## Was verlangt ist
Kannst du die Einträge Zeichen für Zeichen abschreiben, beginnend mit der Zeile, die „Target: roadwork warning symbol“ enthält, und bis einschließlich der letzten Zeile der Einträge?

Datensatzauszüge zum Zeigen auf Objekte:

-=-=-=-=-

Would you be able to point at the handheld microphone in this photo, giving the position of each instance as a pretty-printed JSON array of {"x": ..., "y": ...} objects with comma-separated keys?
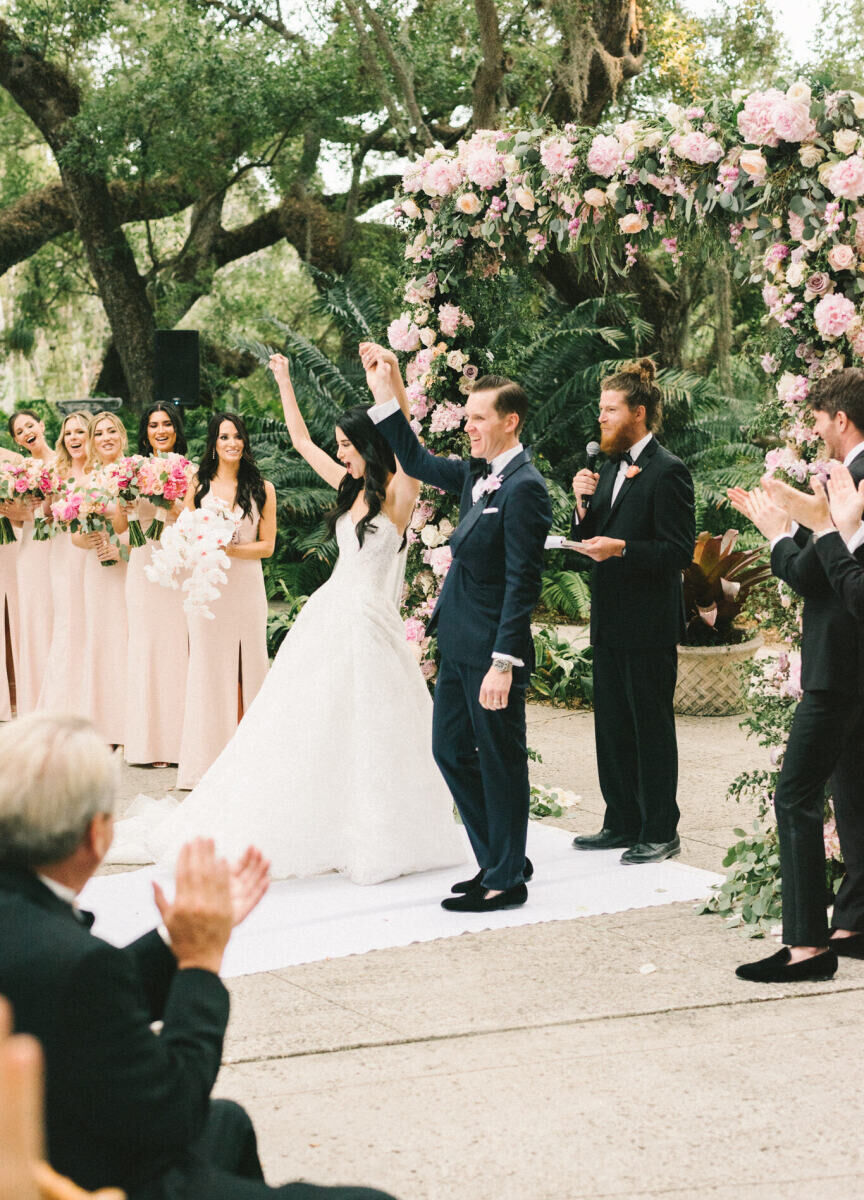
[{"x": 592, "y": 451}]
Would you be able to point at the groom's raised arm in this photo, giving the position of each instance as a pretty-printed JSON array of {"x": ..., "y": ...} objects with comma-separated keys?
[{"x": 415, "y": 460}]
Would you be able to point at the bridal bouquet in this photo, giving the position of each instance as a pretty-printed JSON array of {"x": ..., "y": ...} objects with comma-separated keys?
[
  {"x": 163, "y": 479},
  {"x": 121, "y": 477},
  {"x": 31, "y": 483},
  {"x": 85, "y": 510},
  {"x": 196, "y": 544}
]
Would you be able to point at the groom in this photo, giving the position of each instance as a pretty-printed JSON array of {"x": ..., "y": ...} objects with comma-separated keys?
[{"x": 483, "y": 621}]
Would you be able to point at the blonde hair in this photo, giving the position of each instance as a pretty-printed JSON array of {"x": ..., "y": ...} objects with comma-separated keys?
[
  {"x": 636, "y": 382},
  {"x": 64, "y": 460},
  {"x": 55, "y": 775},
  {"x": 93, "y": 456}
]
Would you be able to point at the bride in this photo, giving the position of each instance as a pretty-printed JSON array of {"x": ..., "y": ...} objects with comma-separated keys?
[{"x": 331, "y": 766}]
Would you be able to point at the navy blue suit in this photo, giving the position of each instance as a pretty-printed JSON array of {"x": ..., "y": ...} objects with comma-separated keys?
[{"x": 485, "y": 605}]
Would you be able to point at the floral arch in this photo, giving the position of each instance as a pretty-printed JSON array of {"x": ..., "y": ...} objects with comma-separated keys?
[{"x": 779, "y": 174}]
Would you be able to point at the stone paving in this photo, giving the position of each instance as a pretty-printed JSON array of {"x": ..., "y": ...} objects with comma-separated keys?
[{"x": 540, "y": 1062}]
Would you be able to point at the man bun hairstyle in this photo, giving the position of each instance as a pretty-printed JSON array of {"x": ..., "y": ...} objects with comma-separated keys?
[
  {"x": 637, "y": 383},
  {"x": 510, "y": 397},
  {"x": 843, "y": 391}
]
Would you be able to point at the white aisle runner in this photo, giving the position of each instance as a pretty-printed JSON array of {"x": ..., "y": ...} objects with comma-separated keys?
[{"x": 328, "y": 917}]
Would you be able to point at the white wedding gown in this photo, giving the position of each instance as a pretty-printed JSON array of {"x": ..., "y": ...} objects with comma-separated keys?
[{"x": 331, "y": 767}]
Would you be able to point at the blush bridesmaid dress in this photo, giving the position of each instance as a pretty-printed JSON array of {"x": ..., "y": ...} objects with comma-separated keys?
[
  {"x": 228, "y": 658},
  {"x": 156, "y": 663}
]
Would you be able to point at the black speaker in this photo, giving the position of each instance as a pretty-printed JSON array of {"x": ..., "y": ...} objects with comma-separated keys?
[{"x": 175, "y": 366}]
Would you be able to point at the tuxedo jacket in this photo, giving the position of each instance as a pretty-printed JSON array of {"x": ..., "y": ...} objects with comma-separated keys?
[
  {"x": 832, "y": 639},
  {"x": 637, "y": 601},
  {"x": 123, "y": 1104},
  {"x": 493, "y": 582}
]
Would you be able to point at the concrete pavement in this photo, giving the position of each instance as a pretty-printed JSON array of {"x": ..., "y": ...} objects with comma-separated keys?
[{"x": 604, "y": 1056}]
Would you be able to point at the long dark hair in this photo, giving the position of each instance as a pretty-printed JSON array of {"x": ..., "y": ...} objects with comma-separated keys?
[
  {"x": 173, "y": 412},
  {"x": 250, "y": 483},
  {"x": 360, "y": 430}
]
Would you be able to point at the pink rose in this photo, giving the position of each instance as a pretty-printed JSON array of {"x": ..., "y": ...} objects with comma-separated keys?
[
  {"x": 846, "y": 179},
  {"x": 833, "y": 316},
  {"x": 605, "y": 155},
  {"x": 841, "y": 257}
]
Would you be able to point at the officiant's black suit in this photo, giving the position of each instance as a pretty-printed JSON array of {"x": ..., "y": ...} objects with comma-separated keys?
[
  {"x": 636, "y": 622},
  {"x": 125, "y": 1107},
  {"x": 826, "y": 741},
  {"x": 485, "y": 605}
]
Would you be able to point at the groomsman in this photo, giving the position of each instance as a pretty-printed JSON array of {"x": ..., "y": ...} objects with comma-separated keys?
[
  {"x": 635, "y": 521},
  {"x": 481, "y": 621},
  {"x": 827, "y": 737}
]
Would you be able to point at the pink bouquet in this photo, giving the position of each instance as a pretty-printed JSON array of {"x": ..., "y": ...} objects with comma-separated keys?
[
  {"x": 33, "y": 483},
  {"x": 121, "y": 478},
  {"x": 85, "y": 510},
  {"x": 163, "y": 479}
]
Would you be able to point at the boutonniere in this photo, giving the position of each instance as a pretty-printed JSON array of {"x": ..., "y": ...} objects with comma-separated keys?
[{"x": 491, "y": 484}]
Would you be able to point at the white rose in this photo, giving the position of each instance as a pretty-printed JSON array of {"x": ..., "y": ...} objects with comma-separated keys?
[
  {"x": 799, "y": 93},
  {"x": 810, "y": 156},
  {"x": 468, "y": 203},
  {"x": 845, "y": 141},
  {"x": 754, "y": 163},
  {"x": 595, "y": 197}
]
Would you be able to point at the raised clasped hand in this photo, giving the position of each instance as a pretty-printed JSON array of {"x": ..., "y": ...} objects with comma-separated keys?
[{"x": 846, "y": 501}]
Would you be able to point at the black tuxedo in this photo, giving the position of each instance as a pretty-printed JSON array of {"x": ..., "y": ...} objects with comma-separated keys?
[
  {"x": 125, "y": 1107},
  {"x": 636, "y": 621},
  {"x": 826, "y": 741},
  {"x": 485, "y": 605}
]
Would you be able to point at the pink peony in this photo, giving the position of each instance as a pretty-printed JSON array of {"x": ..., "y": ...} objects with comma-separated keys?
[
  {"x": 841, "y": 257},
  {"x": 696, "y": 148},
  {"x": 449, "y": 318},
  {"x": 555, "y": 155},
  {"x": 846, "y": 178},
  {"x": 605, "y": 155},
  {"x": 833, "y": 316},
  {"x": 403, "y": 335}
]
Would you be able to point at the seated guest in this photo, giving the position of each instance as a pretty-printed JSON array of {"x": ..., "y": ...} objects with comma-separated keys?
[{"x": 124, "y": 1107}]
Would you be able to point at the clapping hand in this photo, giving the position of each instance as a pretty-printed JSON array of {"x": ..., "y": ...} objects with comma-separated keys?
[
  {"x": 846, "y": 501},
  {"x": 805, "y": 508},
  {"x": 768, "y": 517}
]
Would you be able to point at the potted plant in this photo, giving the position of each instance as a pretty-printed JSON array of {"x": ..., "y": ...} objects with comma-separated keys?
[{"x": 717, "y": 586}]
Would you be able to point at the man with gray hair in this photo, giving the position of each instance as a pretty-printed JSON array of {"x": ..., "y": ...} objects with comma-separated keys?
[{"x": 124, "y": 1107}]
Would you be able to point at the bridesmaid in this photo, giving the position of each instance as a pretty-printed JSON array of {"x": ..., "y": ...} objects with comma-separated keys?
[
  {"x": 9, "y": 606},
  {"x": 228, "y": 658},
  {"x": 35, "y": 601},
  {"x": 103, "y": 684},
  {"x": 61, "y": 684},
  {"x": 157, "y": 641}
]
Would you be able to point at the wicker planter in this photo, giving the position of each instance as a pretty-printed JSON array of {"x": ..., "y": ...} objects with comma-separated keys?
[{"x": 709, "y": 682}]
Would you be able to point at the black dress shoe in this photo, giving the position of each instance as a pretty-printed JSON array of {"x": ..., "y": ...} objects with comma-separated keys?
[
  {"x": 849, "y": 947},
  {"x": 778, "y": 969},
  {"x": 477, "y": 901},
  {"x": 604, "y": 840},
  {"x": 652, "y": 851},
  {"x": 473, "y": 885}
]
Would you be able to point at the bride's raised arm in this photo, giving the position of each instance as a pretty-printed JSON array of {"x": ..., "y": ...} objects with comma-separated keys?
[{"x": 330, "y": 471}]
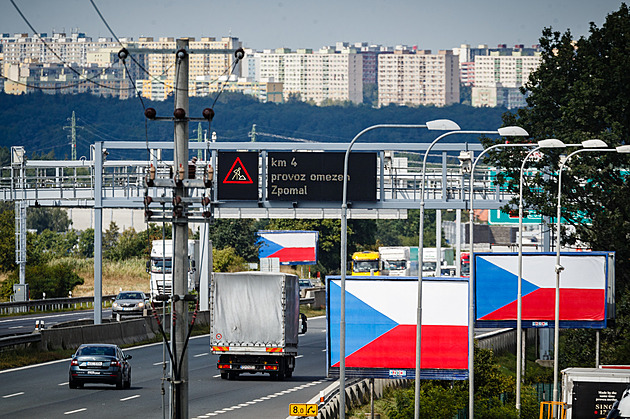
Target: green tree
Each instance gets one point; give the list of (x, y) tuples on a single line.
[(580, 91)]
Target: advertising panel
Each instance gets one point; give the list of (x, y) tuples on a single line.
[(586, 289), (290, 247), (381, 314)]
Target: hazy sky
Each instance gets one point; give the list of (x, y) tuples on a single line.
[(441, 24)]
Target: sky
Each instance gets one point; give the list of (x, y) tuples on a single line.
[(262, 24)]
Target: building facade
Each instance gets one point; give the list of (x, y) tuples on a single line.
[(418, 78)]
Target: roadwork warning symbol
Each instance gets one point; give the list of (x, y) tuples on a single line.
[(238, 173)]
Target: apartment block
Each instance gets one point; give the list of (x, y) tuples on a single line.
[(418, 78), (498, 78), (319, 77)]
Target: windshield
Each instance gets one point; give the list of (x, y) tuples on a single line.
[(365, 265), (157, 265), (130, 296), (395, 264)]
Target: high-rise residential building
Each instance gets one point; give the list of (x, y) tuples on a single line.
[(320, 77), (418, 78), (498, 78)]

-=-=-=-=-

## Fertige Antwort
Target: roadwork warning symbol
Each instance gets one point; give the list of (x, y) tuples on a single line.
[(238, 173)]
Target: apartment block
Each instance gets one point; give the list of (x, y) tuples on a single line.
[(418, 78), (498, 78), (319, 77)]
Target: windshield
Each instance gets one point; give the list of (x, y) tuples on a single line.
[(365, 265), (157, 265), (130, 296), (395, 264)]
Target: high-rise residential building
Each instance gets one point; give the list of (x, y) tuples on a single line.
[(320, 77), (418, 78), (498, 78)]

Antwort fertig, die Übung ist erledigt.